Input for this task: Begin

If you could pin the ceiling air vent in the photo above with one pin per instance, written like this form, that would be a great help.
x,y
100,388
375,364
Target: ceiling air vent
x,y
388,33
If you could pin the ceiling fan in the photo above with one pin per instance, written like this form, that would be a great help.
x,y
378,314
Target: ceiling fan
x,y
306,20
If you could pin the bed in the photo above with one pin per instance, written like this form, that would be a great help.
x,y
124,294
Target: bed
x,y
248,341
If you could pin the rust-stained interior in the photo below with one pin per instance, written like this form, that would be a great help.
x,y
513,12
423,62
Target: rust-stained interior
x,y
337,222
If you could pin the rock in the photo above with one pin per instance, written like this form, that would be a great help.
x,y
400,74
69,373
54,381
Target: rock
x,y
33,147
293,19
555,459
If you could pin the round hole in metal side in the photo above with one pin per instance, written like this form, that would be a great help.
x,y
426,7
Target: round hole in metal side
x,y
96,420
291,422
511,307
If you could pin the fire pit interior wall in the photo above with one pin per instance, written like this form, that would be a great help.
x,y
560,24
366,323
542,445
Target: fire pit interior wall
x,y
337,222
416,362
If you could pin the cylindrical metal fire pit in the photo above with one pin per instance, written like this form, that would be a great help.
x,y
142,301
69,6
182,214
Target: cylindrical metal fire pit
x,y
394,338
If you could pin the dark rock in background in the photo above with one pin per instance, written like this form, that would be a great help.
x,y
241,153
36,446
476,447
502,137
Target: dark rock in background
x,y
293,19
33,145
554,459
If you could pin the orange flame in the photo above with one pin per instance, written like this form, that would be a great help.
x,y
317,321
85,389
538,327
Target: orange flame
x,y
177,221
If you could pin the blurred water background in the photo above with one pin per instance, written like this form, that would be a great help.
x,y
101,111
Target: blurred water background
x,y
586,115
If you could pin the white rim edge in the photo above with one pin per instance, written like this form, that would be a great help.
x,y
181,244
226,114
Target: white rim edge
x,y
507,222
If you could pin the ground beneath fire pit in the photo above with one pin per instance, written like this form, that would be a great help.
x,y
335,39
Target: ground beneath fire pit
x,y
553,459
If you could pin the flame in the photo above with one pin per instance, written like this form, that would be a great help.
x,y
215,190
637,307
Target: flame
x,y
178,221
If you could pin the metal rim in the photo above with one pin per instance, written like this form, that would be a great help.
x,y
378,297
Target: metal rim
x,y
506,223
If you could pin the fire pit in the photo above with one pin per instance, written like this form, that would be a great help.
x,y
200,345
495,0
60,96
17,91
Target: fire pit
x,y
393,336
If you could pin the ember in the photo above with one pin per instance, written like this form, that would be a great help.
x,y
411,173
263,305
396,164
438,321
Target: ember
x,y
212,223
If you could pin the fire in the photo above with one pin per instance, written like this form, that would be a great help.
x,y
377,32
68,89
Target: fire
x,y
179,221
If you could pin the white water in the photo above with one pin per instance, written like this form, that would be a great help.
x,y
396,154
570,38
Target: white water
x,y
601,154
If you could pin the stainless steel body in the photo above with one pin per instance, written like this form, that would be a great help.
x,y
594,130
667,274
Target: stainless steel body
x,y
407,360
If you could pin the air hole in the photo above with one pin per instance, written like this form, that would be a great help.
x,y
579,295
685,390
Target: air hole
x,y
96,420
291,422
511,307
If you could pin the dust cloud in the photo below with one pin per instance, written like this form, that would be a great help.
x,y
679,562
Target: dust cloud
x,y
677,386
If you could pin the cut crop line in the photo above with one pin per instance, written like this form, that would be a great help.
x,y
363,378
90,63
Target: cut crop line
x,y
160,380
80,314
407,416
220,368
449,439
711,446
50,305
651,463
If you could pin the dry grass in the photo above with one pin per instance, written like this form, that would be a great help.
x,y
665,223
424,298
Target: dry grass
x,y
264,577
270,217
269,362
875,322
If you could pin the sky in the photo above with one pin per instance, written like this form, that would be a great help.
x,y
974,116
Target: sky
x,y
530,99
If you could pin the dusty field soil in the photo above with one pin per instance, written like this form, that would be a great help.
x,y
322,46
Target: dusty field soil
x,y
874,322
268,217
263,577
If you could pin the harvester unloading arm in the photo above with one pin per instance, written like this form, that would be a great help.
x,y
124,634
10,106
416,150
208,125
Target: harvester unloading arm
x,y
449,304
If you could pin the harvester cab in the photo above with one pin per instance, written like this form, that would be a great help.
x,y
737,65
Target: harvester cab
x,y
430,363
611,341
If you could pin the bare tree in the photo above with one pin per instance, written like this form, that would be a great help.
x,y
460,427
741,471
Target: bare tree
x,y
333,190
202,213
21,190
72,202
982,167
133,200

Input for this task: End

_Task instructions_: All of the entries above need to be reproduced exactly.

_Written response_:
If you could pin the ceiling air vent in the photo above with one pin per instance, written like this form, that would be a great help.
x,y
100,388
375,364
Target: ceiling air vent
x,y
388,33
If you could pin the ceiling fan in the photo above with one pin per instance, written like this form, that would be a great help.
x,y
378,314
Target: ceiling fan
x,y
306,20
If you could pin the bed in the photo above with one pin per instance, written like this form, that would be a great help.
x,y
124,294
Target: bed
x,y
248,341
If you could pin the rust-stained interior in the photo below with one pin per instance, written like this form, that would be a great help.
x,y
513,12
423,62
Target: rust-stained interior
x,y
337,222
If you could pin the rock in the photo above with one pin per instance, written like this form, that would be a great help.
x,y
400,74
69,373
54,381
Target: rock
x,y
33,147
293,19
555,459
If you could pin the round hole in metal side in the photo above with one pin per instance, written like this form, that would be a great help.
x,y
426,7
Target: round hole in metal side
x,y
96,420
291,422
511,307
If you could pin the fire pit interior wall in the photo above with one pin per instance, written like this form, that would be a great help.
x,y
560,24
366,323
542,445
Target: fire pit interior wall
x,y
337,222
416,362
If you could pin the cylindrical metal fire pit in the photo above with one pin per instance, written like this form, that would be a great help.
x,y
142,301
69,6
182,214
Target: cylindrical metal fire pit
x,y
394,338
If you could pin the dark rock in background in the photo above with one pin per instance, written like this form, that would be a great help.
x,y
241,153
36,446
476,447
502,137
Target: dark rock in background
x,y
293,19
33,145
554,459
If you could pin the orange flame in the photo above with one pin per instance, written like this form, that would be a great help.
x,y
317,321
85,389
538,327
Target: orange flame
x,y
177,221
If you could pin the blurred water background in the photo above with one pin per instance, written like this form, that would be a great help.
x,y
101,111
Target: blurred water background
x,y
586,115
If you could pin the white rim edge in the photo above with one pin per instance, written like this form, that would be a great help.
x,y
181,244
226,114
Target: white rim edge
x,y
507,222
If you could pin the ground beneath fire pit in the photo above with one pin per instance, written like this form, that would be a great help.
x,y
335,39
Target: ground beneath fire pit
x,y
553,459
If you could pin the flame in the photo above with one pin per instance, written like this form, that would be a great help.
x,y
215,190
637,307
Target: flame
x,y
178,221
If you could pin the metal rim in the photo above with one pin per instance, written like this form, that would be a great help.
x,y
378,297
Target: metal rim
x,y
506,223
If you could pin the fire pit in the photo above with one pin per instance, written like this form, that would be a great help.
x,y
200,345
495,0
60,96
17,91
Target: fire pit
x,y
393,336
If you could pin the ember in the photo above with one pin per instance, written like this form, that would be a great help.
x,y
411,173
263,305
396,164
438,321
Target: ember
x,y
212,223
If you could pin the fire in the photo above with one pin per instance, written like this form, that would be a great help.
x,y
377,32
68,89
Target: fire
x,y
179,221
If you could pin the white water in the photo above with one pin per instance, written like this form, that would be a great help.
x,y
396,154
570,38
Target: white water
x,y
601,154
If you could pin the stainless steel body in the photo above with one pin per instance, written like this form, that would be a great help.
x,y
594,130
667,274
Target: stainless steel body
x,y
407,360
If you could pin the air hole in the photo above with one pin per instance, written like this form, that would be a great help.
x,y
579,295
685,390
Target: air hole
x,y
96,420
291,422
511,307
If you could pin the dust cloud in the photo below with one pin per instance, written like this form, that would be a great help.
x,y
679,562
Target: dust cloud
x,y
677,386
If you could pin the cut crop line in the photo above with one pin per instance, written like this form, that would be a great help.
x,y
363,378
90,63
Target: cut crop line
x,y
160,380
80,314
407,416
220,368
449,439
711,446
50,305
651,463
If you could pin the dry grass in the photo above with one pin per instance, written like this form, that would be a great help.
x,y
665,223
424,298
Target: dry grass
x,y
264,577
270,217
269,362
875,322
If you could pin the sky in the photo above with one pin per instance, written like this form, that would be a great help.
x,y
974,116
Target: sky
x,y
530,99
If you could pin the dusty field soil in the photo above with one pin per instance, written like this form, that would be a great help.
x,y
322,46
Target: dusty field soil
x,y
874,322
268,217
263,577
If you could pin the harvester unloading arm in the photo above with one pin per instance, written like this form, that would be a great help.
x,y
124,634
10,106
416,150
208,125
Target: harvester unloading arm
x,y
449,304
If you could pin the harvester cab in the photo above with one pin per instance, written like this form, that would be a great help.
x,y
737,65
Target: harvester cab
x,y
430,363
611,341
If you could pin the bare tree in the photo above with one pin per instance, written like this form, that would be a great help.
x,y
460,427
741,471
Target: bare tree
x,y
333,190
202,213
21,190
72,202
982,167
133,200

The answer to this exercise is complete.